**PAGE TEXT:**

┌────────

Re: Manual page translations



Данило Шеган wrote:
> 
> On Wednesday at 15:17, Yavor Doganov wrote:
> > If someone submits vi translation of the bash manpage, for instance,
> > and it is included in the next bash release, a Vietnamese user will
> > see garbled text when he/she types `man bash' to view it (unless, of
> > course, he/she goes through the hassle of patching groff).
> 
> And a user (hopefuly) complains to his distributor, distributor
> acknowledges the issue, and issues a fix: patched groff, perhaps with
> all manpages converted to UTF-8 (so nothing breaks for anybody
> else).

I'd wish it was so, but it's not going to happen, at least not in
Debian (the GNU distribution with the most complete set of manpages
and locales).  The patch that Clytie points to is actually a temporary
workararound, not the "right thing" to do even according to upstream.

└────────

**INFORMATION PROVIDED:**

┌────────

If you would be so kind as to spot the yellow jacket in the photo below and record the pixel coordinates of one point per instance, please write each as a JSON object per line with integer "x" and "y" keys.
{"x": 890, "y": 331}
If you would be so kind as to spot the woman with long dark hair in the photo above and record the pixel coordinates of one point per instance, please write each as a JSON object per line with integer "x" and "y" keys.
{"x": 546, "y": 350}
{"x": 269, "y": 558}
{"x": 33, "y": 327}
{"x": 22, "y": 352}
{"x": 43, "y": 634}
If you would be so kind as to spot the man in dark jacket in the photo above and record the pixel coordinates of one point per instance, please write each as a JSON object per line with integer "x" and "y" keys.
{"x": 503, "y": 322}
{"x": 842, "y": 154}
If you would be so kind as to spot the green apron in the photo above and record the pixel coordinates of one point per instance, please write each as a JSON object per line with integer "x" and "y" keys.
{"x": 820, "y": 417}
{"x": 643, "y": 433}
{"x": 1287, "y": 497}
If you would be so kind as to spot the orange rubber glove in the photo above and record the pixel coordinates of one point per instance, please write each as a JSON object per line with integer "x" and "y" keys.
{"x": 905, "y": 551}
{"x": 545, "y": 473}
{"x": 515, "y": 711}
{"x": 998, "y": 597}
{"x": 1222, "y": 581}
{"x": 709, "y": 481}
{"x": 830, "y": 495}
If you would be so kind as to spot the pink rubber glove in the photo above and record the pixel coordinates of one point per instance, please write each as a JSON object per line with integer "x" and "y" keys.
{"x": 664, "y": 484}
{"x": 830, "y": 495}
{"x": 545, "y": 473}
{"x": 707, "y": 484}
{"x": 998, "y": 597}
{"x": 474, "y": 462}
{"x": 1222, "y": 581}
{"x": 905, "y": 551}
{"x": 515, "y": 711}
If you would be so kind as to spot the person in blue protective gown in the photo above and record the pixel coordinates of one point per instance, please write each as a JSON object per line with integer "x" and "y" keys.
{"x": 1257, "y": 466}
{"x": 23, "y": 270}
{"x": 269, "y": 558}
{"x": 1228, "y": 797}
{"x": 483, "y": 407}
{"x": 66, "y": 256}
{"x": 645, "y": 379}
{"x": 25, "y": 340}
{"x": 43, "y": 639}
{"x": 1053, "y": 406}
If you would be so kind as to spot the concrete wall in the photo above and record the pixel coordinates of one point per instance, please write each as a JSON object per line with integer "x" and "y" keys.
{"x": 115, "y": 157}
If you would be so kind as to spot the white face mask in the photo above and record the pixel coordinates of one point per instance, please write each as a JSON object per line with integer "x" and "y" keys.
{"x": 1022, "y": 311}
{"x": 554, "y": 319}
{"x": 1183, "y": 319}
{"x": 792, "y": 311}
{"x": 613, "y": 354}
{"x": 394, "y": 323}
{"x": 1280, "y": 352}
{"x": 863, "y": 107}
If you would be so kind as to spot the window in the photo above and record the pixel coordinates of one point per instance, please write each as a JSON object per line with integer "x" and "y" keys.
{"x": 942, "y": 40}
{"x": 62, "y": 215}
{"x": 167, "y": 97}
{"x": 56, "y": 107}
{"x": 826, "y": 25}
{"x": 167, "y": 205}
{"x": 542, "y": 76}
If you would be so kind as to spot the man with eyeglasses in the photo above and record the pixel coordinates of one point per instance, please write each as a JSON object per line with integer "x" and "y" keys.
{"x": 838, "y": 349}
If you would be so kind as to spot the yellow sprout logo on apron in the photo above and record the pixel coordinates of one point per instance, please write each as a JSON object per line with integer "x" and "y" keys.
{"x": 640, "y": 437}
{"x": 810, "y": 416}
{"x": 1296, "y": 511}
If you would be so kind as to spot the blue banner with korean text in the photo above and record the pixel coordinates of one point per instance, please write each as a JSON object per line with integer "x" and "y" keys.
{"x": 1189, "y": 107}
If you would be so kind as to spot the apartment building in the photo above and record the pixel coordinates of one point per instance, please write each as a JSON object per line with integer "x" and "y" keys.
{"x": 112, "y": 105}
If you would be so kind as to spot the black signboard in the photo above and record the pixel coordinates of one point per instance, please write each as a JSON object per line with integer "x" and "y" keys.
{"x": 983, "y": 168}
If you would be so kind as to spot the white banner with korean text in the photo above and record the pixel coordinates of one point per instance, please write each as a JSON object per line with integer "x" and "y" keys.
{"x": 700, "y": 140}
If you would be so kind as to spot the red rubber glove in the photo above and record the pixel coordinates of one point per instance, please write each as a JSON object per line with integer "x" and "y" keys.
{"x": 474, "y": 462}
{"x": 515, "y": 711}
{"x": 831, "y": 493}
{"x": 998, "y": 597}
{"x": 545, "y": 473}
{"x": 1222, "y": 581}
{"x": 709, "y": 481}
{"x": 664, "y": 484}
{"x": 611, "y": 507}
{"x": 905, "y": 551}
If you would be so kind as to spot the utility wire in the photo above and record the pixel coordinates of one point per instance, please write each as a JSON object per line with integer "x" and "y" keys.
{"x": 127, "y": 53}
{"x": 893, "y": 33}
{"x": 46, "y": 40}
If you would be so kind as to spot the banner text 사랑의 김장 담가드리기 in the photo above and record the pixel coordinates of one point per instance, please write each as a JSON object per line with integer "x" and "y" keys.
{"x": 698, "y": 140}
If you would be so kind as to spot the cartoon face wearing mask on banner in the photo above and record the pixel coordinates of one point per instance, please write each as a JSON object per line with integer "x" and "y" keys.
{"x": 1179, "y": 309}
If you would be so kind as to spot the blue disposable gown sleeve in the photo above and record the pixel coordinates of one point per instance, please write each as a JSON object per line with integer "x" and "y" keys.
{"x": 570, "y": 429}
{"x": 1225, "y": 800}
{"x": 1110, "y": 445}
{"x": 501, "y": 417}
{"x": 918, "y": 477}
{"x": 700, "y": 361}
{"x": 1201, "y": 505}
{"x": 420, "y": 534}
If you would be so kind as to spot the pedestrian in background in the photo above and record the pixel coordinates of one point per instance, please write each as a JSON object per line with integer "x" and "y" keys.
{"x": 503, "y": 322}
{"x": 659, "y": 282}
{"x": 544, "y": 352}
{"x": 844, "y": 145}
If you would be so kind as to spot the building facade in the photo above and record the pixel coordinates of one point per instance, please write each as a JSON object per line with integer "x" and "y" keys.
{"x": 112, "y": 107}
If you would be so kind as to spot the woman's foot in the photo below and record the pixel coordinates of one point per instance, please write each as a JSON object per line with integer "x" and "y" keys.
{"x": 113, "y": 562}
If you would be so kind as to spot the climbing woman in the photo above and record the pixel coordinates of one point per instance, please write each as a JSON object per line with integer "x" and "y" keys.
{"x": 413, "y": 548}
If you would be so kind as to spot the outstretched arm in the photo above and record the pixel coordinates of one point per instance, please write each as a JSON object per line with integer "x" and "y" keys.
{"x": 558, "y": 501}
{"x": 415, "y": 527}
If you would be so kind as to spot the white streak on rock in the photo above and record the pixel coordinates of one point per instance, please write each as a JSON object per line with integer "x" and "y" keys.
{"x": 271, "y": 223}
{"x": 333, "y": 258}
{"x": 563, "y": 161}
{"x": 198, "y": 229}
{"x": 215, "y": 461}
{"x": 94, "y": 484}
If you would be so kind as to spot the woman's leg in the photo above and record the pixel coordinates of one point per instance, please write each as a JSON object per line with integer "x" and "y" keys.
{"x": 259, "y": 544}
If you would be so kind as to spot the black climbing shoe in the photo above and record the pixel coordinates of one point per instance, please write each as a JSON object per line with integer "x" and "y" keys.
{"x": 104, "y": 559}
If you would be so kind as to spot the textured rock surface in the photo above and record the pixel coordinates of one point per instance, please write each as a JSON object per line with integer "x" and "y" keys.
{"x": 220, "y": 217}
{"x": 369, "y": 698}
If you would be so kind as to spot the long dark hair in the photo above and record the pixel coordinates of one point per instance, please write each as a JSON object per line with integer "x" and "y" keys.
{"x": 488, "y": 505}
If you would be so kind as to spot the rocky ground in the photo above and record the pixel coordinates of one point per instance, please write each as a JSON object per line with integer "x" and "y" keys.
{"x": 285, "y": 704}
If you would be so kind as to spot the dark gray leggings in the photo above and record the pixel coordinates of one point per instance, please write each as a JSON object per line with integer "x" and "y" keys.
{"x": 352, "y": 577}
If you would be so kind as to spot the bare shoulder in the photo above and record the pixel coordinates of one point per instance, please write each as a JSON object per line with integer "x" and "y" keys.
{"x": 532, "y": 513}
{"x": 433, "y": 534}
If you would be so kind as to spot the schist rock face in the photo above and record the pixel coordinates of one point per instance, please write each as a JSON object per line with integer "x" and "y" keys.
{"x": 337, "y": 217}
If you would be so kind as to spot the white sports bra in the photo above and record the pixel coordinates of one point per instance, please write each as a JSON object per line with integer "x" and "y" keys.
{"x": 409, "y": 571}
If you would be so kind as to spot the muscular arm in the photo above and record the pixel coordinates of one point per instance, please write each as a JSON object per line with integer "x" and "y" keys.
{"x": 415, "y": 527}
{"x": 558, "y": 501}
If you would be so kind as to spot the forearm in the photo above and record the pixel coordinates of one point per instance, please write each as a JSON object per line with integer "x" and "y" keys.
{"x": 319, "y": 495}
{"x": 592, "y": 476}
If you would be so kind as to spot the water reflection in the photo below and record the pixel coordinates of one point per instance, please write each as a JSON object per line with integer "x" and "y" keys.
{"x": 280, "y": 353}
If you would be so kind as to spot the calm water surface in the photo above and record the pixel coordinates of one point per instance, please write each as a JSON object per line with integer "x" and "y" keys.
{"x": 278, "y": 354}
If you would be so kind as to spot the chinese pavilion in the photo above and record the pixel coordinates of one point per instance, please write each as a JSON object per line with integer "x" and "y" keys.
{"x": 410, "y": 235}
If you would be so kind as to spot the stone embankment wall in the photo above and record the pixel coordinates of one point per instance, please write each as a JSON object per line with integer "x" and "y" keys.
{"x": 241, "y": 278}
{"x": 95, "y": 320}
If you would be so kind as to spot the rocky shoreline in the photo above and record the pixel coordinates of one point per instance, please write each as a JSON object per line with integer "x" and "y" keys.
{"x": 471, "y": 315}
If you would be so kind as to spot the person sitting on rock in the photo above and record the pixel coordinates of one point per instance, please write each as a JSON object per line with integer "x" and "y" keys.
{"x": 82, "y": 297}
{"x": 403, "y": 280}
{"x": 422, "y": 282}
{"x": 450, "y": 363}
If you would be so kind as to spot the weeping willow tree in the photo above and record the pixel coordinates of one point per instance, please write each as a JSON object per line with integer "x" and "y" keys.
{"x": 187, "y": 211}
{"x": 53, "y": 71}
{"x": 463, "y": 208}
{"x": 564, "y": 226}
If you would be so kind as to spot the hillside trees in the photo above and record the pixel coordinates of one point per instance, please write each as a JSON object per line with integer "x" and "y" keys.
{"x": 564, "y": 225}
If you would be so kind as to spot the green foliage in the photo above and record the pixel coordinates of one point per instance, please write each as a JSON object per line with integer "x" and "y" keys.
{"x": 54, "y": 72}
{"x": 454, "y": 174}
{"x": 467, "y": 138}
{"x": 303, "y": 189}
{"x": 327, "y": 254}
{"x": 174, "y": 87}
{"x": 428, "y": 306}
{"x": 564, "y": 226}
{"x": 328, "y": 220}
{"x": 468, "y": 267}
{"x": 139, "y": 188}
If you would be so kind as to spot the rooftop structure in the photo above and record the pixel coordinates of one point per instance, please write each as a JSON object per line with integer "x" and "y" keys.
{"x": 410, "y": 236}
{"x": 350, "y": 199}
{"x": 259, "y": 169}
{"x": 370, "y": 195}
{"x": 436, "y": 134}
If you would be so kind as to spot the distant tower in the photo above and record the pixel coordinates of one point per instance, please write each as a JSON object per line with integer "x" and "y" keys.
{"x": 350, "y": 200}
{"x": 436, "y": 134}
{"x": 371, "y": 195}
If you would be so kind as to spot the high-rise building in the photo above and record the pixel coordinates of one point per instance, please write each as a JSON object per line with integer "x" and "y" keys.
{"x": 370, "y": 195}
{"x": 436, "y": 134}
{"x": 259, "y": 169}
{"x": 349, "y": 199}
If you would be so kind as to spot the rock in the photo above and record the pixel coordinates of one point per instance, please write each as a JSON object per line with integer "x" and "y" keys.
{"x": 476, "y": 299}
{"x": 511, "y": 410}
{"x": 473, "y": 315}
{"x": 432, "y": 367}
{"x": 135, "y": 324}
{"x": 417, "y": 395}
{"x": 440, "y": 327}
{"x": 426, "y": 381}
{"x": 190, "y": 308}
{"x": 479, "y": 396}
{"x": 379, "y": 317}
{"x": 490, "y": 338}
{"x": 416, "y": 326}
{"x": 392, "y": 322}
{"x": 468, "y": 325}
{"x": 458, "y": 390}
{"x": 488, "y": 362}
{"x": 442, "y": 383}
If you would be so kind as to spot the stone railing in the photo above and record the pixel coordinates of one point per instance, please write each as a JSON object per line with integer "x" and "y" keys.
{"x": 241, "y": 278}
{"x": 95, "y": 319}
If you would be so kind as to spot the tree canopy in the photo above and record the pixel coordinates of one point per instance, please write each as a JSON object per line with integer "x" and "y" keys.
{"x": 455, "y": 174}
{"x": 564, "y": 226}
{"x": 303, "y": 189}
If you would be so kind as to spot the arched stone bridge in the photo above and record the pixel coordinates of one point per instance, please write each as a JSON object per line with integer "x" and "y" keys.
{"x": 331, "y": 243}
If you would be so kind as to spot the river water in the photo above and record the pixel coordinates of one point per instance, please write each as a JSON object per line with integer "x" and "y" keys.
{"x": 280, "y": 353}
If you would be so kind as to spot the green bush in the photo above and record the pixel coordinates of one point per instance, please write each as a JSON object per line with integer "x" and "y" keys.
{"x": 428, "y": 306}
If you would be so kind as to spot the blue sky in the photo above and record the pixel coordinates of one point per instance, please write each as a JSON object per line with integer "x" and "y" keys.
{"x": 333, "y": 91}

└────────

**REQUIRED TASKS:**
[1] In the mailing-list post on manual page translations, which distribution is described as having the most complete set of manpages and locales?
[2] List every person mentioned by name in the mailing-list post on manual page translations.
[3] Carry the mailing-list post on manual page translations forward from its last sentence.

**RESPONSES FOR EACH TASK:**
[1] Debian

[2] Данило Шеган, Yavor Doganov, Clytie

[3]
AFAIK there is already UTF-8 support in CVS, but I don't know when
it'll be released (as most GNU packages -- when it is ready).  Also,
as far as I'm aware, it won't be necessary to convert all existing
manpages to UTF-8, as there is a preprocessor included.

Of course, Yelp uses a completely different mechanism so it is a good
idea to implement it.  My objection, if at all can be called so, is
that sending *translated in UTF-8* manpages upstream will make many
users nervous.  They'll have to either open them in Yelp (2.16?) or
apply the dirty hack that their distros are not going to do.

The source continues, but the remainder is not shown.